> _Given data_
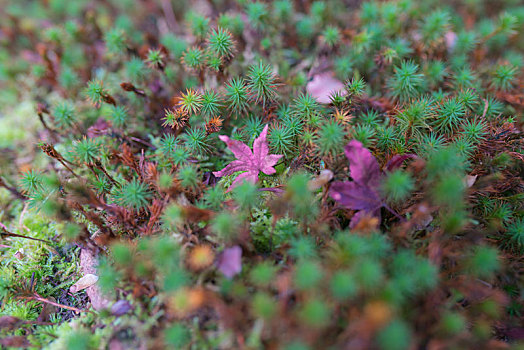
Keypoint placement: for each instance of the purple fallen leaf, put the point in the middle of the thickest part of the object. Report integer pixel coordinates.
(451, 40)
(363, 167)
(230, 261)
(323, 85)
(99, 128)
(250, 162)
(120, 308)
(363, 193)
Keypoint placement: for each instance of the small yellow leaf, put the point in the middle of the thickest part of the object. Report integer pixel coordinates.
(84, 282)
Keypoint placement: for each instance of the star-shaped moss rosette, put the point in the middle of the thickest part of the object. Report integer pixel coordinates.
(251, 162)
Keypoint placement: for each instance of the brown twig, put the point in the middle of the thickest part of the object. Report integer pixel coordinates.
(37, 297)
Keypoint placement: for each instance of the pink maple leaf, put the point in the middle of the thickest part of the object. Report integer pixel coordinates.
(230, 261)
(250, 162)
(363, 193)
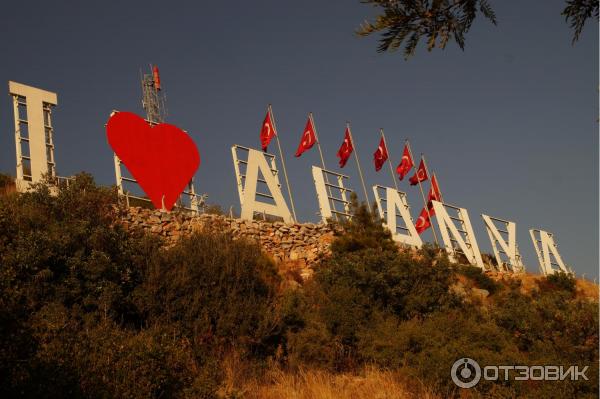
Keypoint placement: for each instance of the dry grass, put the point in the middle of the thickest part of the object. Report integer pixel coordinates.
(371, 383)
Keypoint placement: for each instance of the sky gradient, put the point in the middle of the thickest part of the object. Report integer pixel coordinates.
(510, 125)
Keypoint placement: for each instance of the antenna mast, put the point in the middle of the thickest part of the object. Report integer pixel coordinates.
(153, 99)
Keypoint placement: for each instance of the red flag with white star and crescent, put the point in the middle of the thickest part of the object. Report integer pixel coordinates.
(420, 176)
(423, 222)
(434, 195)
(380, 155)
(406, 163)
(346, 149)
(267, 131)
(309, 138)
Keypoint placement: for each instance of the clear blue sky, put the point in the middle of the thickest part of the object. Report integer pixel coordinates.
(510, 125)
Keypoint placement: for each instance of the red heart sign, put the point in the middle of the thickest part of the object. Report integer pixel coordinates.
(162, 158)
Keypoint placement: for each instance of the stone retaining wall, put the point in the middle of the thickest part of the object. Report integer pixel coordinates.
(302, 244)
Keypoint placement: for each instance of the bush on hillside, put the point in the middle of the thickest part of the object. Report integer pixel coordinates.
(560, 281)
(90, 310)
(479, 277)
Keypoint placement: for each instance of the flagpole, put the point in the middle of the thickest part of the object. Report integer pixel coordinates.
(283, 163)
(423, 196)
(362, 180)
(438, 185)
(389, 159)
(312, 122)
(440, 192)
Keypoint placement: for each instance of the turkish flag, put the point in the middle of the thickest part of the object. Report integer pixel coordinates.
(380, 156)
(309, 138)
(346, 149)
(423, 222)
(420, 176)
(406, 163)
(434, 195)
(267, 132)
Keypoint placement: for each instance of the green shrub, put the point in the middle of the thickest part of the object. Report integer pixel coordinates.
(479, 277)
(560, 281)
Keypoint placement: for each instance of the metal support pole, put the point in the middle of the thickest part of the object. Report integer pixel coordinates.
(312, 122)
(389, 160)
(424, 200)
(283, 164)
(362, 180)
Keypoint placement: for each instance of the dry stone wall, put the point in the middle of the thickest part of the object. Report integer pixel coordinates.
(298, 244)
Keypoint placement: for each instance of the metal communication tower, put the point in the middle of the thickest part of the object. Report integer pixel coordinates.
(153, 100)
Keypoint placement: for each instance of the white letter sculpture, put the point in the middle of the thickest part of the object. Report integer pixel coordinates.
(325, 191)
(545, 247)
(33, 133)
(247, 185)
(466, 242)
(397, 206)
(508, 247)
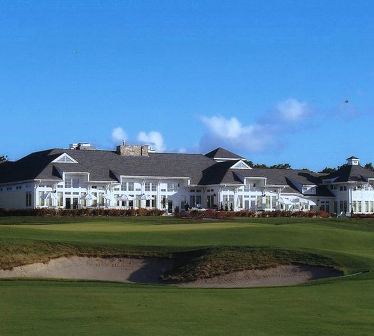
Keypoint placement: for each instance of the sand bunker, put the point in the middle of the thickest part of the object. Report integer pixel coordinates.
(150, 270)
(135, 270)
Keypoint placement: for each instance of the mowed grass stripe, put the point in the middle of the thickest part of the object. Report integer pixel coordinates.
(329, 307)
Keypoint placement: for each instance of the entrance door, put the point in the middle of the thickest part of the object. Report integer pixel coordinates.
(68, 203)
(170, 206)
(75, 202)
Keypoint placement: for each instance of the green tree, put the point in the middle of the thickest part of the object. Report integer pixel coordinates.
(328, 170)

---

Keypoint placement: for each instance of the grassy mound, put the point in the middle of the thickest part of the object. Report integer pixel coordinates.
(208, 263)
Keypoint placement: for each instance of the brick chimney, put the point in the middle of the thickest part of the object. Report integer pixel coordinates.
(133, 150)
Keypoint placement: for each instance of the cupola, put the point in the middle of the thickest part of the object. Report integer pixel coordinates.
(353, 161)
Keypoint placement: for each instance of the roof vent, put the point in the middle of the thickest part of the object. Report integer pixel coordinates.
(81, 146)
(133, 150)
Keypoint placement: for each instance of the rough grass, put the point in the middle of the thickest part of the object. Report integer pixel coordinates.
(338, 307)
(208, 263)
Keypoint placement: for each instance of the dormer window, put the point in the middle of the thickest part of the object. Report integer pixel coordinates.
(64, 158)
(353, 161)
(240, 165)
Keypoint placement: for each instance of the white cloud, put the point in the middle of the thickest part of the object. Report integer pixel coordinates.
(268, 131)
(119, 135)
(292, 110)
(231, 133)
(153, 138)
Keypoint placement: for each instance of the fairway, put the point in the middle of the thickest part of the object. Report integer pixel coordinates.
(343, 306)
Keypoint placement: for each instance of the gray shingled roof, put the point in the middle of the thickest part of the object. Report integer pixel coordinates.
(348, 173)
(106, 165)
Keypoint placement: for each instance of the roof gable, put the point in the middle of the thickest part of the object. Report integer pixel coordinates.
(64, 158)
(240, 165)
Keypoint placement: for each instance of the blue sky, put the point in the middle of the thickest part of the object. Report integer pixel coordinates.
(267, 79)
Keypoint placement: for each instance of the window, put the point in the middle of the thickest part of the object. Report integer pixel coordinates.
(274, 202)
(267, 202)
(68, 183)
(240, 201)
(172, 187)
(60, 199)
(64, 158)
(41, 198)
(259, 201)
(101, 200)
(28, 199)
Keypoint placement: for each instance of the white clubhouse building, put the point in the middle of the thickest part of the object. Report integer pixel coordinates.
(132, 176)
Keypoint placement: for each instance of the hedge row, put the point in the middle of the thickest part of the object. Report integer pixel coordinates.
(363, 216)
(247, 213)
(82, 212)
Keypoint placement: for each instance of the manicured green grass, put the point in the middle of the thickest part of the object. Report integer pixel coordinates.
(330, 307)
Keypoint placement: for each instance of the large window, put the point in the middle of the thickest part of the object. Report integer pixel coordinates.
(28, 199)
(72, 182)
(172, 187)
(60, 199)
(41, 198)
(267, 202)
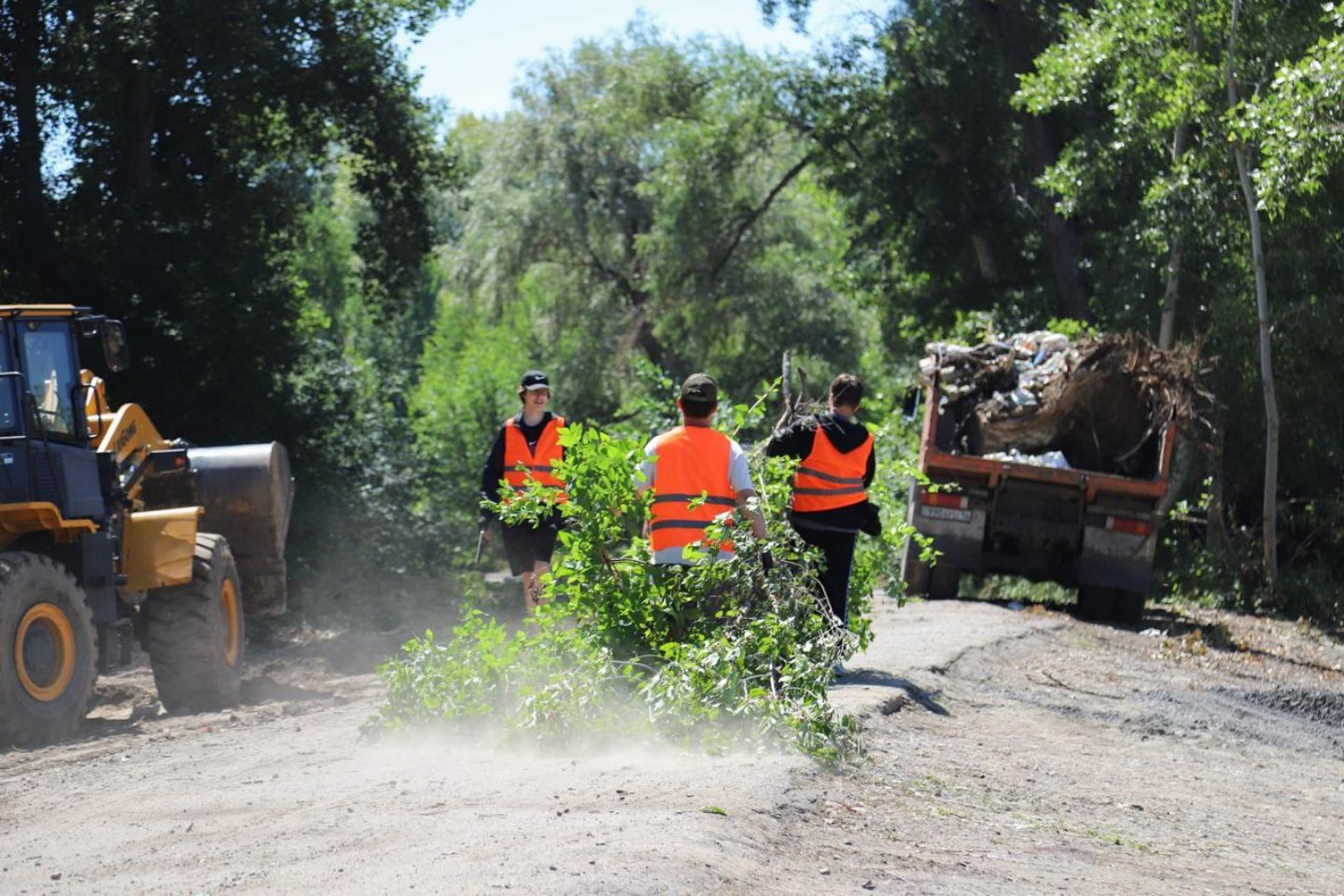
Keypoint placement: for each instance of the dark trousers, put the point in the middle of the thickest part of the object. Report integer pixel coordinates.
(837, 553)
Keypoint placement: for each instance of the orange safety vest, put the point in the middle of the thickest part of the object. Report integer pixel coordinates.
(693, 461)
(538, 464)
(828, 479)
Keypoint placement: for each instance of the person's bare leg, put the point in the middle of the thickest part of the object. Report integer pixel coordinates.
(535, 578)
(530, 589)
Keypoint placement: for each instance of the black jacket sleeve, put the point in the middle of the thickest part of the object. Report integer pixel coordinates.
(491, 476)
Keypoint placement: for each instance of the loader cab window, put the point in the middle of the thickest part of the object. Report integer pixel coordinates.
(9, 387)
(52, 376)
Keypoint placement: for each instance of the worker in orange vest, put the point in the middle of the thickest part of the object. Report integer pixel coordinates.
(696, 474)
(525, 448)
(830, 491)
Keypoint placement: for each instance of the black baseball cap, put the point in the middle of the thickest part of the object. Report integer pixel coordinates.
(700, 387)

--

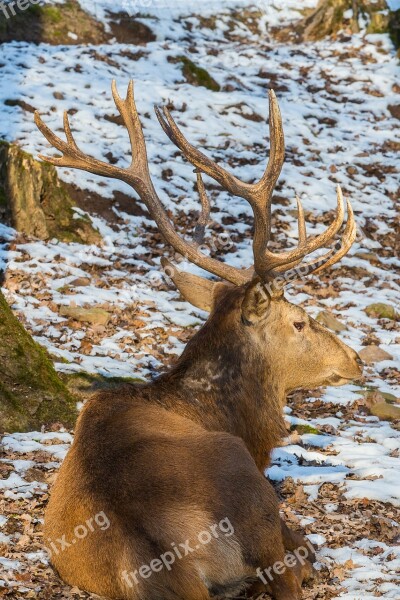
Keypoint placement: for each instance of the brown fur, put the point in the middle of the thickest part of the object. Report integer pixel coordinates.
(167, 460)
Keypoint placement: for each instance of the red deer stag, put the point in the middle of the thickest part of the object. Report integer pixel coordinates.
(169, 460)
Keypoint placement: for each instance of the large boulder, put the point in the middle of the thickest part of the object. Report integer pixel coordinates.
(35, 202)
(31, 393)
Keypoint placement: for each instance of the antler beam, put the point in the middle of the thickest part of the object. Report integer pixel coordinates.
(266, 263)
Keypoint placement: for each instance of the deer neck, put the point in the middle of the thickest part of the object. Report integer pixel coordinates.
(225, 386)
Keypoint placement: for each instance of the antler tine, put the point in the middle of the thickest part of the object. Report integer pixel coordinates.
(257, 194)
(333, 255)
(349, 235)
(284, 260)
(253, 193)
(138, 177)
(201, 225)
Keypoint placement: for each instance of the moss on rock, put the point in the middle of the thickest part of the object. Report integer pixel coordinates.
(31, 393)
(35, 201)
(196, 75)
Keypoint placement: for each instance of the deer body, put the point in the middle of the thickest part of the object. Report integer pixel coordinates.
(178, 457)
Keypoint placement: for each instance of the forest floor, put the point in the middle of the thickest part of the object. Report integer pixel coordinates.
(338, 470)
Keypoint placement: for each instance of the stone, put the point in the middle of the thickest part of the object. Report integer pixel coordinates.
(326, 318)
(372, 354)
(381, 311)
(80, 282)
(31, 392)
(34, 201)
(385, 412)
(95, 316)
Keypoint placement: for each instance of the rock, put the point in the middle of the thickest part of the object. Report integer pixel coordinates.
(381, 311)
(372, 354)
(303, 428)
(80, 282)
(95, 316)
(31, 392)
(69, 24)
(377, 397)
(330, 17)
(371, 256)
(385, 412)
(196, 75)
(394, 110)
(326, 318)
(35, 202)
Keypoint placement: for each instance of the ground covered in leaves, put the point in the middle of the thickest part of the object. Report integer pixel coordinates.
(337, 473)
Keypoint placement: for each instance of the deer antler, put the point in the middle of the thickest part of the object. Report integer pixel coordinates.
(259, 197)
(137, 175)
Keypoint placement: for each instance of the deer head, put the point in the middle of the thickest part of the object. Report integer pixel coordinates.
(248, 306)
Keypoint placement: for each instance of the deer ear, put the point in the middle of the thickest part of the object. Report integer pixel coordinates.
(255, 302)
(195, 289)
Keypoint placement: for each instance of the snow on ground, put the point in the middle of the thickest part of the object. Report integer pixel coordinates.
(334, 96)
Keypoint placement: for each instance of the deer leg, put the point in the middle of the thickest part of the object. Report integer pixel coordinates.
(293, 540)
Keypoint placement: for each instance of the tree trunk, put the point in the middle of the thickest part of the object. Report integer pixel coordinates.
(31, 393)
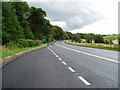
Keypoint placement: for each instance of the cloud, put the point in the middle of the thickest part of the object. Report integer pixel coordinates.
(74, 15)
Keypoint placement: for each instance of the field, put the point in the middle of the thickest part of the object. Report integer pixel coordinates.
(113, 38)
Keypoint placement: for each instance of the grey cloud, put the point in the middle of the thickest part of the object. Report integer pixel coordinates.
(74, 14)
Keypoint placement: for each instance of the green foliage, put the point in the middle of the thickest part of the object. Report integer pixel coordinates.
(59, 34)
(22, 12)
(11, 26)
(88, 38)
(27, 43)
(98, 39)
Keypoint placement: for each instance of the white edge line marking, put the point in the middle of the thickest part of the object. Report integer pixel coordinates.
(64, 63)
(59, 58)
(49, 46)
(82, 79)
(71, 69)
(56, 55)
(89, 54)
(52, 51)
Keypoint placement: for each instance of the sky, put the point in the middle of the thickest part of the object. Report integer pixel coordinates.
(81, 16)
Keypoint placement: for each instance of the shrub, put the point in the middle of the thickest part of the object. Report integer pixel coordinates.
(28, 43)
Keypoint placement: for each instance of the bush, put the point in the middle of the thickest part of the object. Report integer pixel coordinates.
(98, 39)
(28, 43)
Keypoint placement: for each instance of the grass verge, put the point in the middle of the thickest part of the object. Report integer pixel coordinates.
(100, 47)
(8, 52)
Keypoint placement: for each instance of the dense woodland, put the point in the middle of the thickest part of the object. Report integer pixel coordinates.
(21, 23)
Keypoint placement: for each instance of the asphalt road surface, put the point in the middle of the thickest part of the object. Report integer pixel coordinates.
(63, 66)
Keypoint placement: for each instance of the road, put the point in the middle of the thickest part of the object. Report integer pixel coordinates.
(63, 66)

> _What to do_
Count the lines in the three blocks of records above that contain the string "moss", and reply with the number alone.

> _Correct response_
2